#### Task instructions:
Tally the lines below that contain the string "tree", with case counting, and give only that number.

───── Data supplied ─────

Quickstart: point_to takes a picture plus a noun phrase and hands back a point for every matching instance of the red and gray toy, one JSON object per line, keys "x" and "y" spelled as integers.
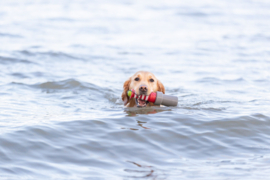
{"x": 158, "y": 98}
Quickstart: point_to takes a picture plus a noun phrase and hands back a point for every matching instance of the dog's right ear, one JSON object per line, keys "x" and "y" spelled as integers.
{"x": 125, "y": 97}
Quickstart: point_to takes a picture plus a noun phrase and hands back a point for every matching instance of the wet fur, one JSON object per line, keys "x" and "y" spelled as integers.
{"x": 132, "y": 84}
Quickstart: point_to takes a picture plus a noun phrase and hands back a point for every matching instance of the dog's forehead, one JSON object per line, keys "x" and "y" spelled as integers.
{"x": 144, "y": 74}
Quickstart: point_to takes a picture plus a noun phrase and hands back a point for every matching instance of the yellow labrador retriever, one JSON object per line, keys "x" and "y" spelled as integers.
{"x": 143, "y": 83}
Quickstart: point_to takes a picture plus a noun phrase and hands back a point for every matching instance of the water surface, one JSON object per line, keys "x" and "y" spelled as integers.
{"x": 63, "y": 65}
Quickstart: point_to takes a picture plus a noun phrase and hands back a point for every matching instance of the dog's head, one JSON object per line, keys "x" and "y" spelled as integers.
{"x": 143, "y": 83}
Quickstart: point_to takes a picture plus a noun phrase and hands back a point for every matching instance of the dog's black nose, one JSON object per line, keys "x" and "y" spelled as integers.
{"x": 143, "y": 88}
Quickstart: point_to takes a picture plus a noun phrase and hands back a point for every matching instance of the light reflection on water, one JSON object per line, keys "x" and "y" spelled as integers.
{"x": 63, "y": 65}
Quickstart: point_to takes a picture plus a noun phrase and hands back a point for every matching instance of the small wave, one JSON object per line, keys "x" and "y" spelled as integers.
{"x": 10, "y": 35}
{"x": 8, "y": 60}
{"x": 66, "y": 84}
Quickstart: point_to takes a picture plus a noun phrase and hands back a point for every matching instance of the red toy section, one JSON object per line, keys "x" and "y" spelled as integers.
{"x": 150, "y": 98}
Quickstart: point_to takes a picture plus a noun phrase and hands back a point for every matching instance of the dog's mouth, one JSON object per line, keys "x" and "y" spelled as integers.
{"x": 141, "y": 103}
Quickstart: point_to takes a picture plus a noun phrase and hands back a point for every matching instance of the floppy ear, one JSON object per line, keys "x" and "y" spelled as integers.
{"x": 125, "y": 97}
{"x": 161, "y": 87}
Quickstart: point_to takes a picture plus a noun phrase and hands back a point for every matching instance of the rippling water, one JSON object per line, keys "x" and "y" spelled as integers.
{"x": 63, "y": 65}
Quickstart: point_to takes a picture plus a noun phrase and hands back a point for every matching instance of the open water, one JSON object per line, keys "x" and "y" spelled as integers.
{"x": 63, "y": 64}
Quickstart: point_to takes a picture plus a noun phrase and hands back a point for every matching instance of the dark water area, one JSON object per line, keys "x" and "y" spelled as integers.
{"x": 62, "y": 68}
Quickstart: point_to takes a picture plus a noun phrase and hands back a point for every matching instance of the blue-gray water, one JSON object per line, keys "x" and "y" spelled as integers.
{"x": 63, "y": 64}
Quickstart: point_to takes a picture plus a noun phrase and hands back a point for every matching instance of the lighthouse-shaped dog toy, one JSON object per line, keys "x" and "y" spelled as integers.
{"x": 158, "y": 98}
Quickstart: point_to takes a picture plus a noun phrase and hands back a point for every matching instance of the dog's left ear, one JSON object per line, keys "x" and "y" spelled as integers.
{"x": 161, "y": 87}
{"x": 125, "y": 97}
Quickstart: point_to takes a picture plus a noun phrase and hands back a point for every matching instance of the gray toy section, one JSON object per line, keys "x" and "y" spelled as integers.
{"x": 166, "y": 100}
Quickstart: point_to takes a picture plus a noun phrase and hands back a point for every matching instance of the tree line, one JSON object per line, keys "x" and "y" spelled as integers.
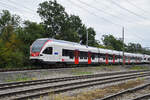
{"x": 17, "y": 35}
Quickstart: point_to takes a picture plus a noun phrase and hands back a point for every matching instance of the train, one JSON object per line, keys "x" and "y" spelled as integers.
{"x": 53, "y": 51}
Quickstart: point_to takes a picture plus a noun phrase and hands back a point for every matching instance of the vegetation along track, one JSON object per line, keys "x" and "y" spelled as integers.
{"x": 132, "y": 90}
{"x": 24, "y": 90}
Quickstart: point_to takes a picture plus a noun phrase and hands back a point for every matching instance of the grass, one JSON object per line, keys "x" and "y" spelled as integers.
{"x": 100, "y": 93}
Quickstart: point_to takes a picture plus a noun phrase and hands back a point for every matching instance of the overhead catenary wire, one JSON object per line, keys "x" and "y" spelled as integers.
{"x": 93, "y": 14}
{"x": 133, "y": 34}
{"x": 101, "y": 10}
{"x": 10, "y": 7}
{"x": 136, "y": 6}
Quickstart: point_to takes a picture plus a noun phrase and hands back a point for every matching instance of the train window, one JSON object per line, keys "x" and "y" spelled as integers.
{"x": 37, "y": 45}
{"x": 93, "y": 56}
{"x": 48, "y": 50}
{"x": 83, "y": 55}
{"x": 69, "y": 53}
{"x": 102, "y": 56}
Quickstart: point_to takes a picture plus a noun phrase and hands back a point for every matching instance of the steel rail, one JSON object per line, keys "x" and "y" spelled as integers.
{"x": 80, "y": 84}
{"x": 52, "y": 80}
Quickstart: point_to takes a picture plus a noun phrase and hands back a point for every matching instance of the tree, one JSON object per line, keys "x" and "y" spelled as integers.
{"x": 111, "y": 41}
{"x": 7, "y": 19}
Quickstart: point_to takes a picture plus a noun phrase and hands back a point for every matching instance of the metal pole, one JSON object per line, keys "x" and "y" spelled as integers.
{"x": 87, "y": 39}
{"x": 123, "y": 46}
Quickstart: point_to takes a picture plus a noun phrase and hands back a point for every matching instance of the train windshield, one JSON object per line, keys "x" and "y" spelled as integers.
{"x": 37, "y": 45}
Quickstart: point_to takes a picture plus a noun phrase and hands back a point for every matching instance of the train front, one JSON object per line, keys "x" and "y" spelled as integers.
{"x": 36, "y": 50}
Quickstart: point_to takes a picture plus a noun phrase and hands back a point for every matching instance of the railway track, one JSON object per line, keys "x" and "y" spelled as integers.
{"x": 132, "y": 90}
{"x": 144, "y": 97}
{"x": 15, "y": 91}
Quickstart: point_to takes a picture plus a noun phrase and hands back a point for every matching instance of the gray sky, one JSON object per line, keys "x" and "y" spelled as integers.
{"x": 105, "y": 16}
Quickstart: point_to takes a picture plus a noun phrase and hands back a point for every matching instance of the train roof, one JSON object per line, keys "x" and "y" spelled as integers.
{"x": 94, "y": 48}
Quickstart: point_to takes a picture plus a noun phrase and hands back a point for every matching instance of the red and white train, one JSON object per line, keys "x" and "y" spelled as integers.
{"x": 52, "y": 51}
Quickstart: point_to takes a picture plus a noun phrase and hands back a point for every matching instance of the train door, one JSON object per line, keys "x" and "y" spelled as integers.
{"x": 76, "y": 54}
{"x": 124, "y": 59}
{"x": 89, "y": 57}
{"x": 128, "y": 60}
{"x": 113, "y": 58}
{"x": 106, "y": 58}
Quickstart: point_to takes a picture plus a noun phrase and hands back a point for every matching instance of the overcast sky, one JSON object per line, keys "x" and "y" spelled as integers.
{"x": 105, "y": 16}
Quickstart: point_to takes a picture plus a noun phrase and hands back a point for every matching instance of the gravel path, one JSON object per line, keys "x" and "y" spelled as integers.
{"x": 54, "y": 73}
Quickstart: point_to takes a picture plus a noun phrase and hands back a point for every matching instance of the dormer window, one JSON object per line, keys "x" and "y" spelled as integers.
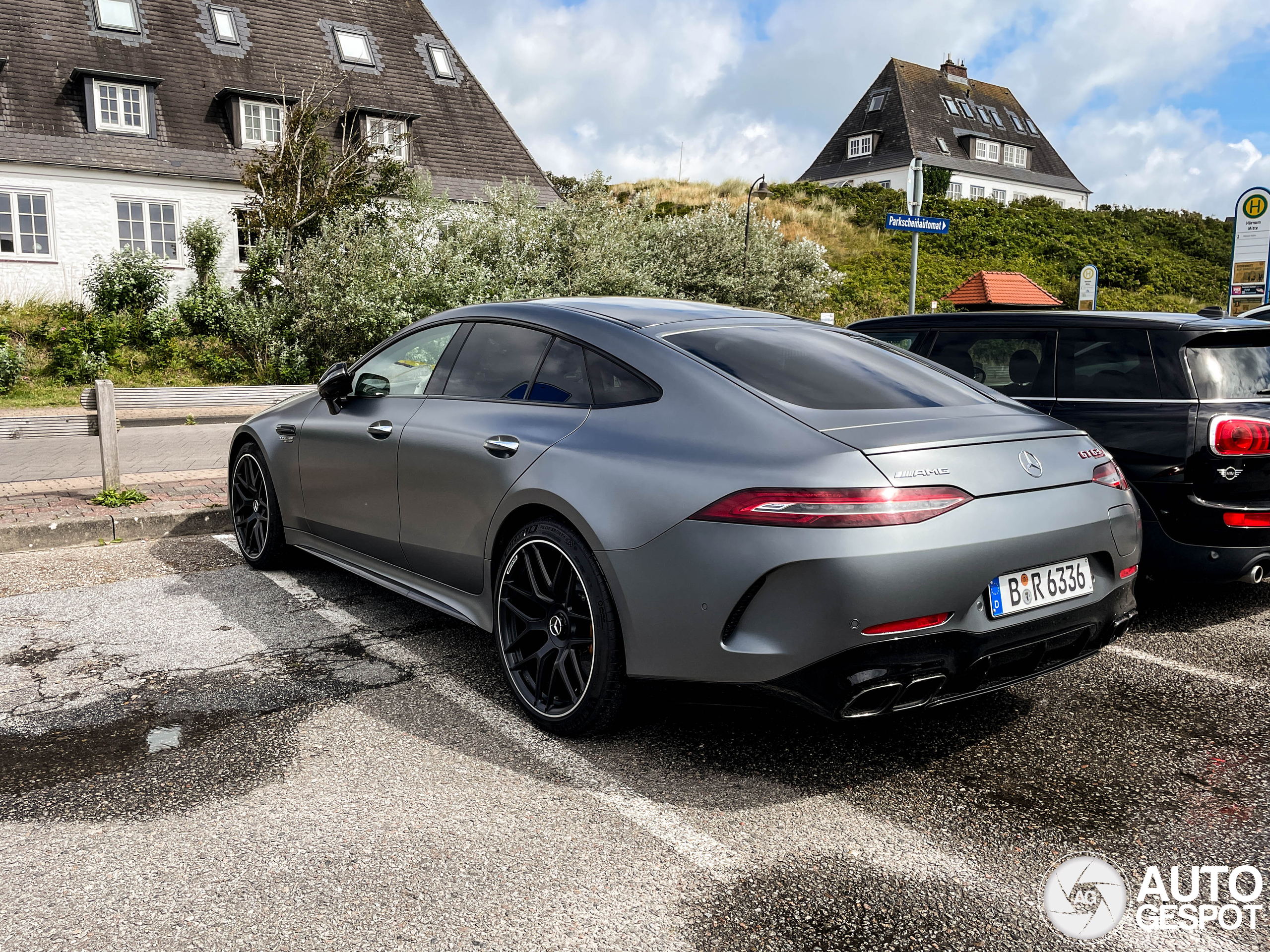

─────

#### Answer for the task:
2